* _EXERCISE INSTRUCTIONS_
Going line by line through the listing, how many lines hold "below"? State nothing but the number.

* _RECORDS FOR THE TASK_
------------------------------------------------------------------------

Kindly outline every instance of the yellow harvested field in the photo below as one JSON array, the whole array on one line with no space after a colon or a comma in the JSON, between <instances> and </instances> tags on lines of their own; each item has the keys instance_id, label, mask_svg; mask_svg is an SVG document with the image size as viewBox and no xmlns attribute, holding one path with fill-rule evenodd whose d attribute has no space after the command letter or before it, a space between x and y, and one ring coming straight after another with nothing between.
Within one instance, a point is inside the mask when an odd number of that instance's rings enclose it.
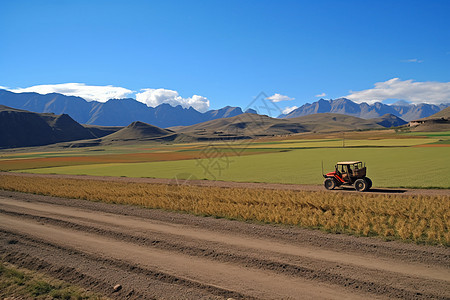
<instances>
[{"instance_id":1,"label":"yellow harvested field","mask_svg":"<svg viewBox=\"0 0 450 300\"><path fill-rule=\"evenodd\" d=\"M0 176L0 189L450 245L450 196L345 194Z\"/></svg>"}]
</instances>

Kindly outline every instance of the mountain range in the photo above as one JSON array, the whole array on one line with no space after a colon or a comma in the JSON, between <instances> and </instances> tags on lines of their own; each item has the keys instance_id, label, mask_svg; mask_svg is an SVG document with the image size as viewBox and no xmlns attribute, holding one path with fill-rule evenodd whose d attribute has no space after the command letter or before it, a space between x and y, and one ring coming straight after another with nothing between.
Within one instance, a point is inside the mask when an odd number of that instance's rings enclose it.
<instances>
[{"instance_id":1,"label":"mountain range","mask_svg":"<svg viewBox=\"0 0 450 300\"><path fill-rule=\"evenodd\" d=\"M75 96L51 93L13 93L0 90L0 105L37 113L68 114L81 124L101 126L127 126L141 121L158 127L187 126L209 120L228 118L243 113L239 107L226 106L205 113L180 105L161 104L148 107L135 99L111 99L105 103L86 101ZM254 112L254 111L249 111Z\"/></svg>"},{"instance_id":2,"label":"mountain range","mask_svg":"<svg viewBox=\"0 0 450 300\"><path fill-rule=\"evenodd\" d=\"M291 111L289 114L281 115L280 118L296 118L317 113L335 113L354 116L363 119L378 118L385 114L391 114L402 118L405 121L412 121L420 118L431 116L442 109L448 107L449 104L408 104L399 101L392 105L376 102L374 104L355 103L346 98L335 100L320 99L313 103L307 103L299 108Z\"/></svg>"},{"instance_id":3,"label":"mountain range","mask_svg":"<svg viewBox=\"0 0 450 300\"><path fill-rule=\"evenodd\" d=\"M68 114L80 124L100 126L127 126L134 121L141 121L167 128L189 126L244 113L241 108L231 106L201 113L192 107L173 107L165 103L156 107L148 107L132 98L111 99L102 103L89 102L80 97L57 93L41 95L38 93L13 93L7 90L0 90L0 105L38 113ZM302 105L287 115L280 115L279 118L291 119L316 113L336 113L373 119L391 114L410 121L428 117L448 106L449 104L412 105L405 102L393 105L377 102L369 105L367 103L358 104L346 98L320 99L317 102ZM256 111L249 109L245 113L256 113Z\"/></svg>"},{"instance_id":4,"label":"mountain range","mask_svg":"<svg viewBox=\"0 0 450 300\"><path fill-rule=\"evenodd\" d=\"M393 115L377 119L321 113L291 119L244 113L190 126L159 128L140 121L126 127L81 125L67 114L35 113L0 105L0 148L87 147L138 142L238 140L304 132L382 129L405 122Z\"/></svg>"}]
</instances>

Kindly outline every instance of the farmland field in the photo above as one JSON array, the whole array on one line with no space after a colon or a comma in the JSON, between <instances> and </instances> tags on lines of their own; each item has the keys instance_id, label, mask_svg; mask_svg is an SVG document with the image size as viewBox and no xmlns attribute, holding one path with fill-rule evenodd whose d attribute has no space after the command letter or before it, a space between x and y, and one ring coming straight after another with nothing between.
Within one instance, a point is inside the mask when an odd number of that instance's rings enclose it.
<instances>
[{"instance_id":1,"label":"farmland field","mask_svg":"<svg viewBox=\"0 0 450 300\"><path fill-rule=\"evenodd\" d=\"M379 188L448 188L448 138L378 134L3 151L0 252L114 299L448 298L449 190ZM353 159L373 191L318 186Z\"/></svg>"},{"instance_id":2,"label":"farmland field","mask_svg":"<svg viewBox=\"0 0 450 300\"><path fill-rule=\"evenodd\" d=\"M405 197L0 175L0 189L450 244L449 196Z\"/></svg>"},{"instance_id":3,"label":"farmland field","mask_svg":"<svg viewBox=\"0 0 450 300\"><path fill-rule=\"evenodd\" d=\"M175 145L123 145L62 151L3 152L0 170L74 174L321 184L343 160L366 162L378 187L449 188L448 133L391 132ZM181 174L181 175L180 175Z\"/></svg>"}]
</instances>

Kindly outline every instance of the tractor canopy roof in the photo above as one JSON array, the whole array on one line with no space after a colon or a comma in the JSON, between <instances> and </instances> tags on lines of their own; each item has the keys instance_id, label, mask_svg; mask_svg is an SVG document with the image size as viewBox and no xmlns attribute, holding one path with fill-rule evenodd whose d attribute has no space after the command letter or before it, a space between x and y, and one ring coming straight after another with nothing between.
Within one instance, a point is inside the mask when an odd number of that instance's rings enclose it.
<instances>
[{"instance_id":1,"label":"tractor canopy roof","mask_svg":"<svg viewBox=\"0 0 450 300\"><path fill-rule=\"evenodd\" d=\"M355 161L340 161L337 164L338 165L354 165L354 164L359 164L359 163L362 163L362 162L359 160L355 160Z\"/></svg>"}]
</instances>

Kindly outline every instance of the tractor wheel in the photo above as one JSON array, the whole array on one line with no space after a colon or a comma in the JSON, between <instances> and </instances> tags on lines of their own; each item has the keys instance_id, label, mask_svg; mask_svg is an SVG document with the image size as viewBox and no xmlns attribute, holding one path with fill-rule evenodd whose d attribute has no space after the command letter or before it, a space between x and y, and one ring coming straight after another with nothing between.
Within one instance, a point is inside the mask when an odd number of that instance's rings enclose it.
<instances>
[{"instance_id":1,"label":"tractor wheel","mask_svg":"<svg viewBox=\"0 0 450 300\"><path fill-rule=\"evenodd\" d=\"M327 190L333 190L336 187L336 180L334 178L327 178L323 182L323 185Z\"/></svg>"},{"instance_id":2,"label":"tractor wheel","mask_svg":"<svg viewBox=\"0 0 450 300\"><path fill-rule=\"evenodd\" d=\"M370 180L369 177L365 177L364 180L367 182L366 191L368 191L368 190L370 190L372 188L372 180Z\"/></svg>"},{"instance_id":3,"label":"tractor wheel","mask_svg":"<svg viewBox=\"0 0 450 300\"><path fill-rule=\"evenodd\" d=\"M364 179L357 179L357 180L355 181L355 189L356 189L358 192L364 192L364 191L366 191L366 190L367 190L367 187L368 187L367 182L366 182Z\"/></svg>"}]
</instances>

------------------------------------------------------------------------

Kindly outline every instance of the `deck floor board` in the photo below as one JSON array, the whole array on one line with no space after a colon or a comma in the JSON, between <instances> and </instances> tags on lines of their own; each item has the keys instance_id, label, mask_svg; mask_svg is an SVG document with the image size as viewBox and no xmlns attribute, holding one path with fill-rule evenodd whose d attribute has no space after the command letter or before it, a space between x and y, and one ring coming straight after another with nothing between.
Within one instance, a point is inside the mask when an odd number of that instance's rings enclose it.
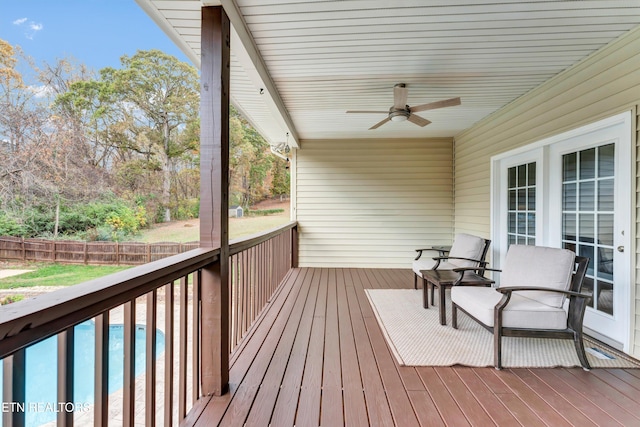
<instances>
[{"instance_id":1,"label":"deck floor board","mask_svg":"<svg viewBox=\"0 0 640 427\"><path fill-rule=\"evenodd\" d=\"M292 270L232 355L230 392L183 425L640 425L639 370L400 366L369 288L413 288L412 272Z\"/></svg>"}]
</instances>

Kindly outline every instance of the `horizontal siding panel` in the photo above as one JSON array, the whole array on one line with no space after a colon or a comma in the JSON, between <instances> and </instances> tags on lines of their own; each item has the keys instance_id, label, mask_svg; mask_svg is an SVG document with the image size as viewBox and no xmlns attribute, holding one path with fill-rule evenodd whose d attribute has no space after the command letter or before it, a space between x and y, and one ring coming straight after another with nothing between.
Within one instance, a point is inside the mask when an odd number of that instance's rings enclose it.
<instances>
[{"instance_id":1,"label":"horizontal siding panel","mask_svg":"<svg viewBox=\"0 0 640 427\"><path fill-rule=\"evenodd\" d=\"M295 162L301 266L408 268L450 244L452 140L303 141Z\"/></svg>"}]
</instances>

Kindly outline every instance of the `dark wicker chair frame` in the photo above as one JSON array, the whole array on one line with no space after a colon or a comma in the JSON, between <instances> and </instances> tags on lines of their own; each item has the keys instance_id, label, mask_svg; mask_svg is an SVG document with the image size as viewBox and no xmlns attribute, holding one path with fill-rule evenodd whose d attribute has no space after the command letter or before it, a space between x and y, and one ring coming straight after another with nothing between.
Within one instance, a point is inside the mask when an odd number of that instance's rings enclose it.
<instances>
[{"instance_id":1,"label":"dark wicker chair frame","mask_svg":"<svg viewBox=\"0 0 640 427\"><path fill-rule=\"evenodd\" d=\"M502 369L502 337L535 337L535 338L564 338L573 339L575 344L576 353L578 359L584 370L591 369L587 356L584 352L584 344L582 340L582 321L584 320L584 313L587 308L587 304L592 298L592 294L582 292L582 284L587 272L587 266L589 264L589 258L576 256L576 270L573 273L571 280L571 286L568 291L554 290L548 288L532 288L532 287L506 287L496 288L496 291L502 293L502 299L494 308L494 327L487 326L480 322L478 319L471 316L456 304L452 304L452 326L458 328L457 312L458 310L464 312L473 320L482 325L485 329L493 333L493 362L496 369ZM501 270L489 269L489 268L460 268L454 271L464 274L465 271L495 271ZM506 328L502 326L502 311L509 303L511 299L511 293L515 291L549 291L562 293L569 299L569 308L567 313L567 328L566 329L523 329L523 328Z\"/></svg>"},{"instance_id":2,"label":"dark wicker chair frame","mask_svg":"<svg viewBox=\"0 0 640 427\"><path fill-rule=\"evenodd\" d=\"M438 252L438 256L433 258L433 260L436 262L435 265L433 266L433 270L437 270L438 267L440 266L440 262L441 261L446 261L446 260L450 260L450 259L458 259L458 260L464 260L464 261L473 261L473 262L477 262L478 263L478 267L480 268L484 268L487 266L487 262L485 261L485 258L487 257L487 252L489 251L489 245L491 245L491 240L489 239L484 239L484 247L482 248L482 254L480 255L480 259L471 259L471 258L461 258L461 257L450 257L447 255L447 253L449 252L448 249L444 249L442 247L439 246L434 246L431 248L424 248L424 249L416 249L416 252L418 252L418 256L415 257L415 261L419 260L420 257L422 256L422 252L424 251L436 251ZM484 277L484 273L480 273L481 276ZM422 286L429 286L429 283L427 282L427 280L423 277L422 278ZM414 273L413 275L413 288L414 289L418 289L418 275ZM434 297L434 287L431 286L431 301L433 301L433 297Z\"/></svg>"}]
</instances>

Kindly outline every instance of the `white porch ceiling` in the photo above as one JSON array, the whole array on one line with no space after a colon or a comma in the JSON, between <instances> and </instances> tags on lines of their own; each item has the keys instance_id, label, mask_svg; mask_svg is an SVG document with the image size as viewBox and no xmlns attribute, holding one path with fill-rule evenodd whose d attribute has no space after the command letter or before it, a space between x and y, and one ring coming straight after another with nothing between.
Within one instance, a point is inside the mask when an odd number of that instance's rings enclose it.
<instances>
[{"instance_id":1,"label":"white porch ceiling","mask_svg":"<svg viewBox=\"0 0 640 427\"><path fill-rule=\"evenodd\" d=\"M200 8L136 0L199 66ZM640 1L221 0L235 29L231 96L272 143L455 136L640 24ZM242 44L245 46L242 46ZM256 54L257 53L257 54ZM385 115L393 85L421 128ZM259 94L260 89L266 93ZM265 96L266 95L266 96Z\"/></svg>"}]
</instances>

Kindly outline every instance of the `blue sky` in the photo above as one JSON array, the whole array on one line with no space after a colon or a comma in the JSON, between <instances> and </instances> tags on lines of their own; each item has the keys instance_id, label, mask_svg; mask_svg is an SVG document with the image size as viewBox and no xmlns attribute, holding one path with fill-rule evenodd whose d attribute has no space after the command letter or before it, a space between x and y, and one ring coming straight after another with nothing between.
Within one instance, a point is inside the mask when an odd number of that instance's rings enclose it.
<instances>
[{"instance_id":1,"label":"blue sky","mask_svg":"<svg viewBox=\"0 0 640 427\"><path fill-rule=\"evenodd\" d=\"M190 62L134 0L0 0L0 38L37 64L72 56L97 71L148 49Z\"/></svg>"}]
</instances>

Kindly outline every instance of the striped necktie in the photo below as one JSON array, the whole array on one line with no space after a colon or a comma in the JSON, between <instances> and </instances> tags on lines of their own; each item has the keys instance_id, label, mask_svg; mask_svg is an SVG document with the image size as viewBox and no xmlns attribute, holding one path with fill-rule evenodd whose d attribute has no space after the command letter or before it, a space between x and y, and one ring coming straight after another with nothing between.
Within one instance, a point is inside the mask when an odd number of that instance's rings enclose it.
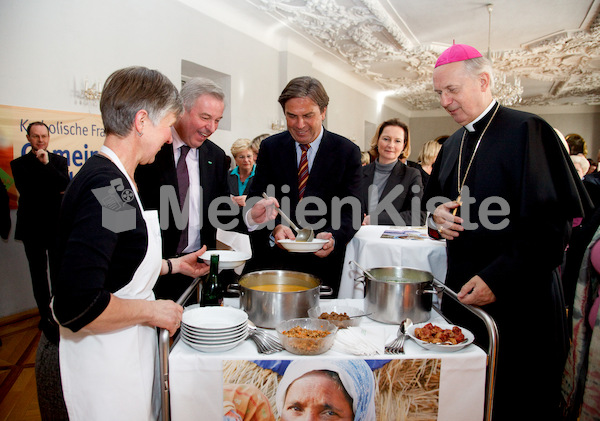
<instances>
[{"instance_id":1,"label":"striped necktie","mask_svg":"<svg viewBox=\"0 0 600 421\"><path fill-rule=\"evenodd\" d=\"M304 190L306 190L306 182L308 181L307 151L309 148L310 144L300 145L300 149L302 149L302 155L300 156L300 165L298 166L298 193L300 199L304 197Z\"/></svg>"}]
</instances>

------------------------------------------------------------------------

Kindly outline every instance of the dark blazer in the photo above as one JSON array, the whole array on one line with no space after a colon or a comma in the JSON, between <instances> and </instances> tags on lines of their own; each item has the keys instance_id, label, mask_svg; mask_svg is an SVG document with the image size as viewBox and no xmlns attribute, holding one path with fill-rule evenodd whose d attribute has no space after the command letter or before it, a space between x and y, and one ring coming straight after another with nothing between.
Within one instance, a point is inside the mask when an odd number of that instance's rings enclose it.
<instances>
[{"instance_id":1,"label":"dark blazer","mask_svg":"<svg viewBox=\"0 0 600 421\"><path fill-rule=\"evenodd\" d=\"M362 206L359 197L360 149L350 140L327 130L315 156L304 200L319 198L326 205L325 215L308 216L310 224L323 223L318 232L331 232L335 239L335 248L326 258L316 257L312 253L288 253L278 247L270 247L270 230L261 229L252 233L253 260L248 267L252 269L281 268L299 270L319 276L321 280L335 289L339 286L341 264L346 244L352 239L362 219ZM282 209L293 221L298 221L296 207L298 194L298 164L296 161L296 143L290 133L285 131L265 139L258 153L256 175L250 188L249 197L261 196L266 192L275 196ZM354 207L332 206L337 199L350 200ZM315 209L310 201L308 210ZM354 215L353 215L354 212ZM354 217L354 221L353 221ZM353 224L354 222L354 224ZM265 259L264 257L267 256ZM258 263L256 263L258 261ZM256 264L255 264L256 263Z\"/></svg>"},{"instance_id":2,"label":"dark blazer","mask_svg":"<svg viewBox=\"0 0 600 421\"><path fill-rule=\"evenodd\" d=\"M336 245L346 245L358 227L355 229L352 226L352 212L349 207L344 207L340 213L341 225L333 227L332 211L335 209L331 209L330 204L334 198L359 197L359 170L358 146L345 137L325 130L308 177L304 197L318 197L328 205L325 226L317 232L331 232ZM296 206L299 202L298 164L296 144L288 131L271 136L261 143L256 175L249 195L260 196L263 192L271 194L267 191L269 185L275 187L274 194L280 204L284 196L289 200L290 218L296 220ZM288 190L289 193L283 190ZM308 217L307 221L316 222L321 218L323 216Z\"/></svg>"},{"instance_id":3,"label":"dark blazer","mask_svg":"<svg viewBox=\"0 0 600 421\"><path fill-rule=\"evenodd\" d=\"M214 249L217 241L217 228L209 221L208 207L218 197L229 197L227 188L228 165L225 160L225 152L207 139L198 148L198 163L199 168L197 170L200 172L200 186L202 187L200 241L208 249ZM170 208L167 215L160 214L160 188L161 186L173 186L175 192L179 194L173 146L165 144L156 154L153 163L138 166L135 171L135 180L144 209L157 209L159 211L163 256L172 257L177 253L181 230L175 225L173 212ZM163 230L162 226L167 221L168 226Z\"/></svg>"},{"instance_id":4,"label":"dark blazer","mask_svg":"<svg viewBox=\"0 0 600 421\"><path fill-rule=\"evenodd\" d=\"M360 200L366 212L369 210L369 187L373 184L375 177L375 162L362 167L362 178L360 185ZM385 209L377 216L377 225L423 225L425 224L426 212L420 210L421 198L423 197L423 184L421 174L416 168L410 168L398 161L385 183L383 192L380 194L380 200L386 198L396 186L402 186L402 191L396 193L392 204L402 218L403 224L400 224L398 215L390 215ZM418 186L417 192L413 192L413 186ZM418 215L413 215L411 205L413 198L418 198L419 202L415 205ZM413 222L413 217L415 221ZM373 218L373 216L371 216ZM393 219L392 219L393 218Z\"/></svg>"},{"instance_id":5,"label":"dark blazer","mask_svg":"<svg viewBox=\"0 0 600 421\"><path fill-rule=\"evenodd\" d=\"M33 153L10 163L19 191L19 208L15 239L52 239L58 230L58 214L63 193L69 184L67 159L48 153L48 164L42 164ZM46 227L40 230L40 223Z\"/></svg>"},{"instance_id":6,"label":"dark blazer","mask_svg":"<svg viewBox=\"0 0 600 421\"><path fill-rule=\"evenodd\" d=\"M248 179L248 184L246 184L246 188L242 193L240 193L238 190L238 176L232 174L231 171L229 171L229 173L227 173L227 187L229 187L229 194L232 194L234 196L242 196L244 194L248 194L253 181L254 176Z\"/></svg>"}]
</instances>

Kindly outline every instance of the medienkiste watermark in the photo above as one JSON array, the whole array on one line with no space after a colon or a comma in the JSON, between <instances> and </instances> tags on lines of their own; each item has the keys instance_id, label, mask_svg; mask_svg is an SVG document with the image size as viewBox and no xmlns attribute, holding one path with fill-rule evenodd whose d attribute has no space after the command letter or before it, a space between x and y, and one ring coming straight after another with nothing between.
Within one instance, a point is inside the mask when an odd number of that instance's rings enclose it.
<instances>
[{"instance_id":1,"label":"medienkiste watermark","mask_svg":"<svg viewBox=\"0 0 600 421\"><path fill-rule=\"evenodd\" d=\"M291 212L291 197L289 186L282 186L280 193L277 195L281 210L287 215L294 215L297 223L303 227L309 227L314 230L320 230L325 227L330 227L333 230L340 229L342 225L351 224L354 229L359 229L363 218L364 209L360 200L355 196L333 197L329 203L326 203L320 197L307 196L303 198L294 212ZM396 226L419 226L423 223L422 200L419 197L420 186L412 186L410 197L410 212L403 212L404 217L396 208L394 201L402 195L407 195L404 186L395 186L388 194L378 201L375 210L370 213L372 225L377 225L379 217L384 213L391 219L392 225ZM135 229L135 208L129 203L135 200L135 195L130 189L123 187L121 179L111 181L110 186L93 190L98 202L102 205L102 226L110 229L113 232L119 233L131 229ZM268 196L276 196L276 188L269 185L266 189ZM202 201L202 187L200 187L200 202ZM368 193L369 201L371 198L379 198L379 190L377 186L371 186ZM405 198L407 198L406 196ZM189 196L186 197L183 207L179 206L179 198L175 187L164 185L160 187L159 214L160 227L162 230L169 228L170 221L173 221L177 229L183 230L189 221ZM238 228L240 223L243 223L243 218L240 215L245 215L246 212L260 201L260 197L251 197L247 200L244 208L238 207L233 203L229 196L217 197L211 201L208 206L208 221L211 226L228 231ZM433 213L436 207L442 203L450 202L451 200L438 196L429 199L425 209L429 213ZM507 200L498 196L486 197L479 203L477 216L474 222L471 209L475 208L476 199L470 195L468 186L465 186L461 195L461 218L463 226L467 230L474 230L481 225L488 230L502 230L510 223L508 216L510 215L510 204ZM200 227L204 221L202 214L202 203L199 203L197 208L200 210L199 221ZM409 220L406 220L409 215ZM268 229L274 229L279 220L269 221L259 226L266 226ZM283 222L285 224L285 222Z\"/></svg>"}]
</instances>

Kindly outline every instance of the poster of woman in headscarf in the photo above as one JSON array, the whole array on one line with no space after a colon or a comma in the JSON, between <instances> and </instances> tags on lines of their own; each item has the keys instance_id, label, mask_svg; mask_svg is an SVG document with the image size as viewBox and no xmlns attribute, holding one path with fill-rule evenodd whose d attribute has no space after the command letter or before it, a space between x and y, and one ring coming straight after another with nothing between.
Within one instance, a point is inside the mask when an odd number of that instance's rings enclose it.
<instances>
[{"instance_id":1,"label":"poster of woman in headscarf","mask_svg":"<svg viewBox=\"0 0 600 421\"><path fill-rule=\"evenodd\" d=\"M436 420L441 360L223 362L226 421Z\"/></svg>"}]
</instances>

------------------------------------------------------------------------

* _REPLY_
3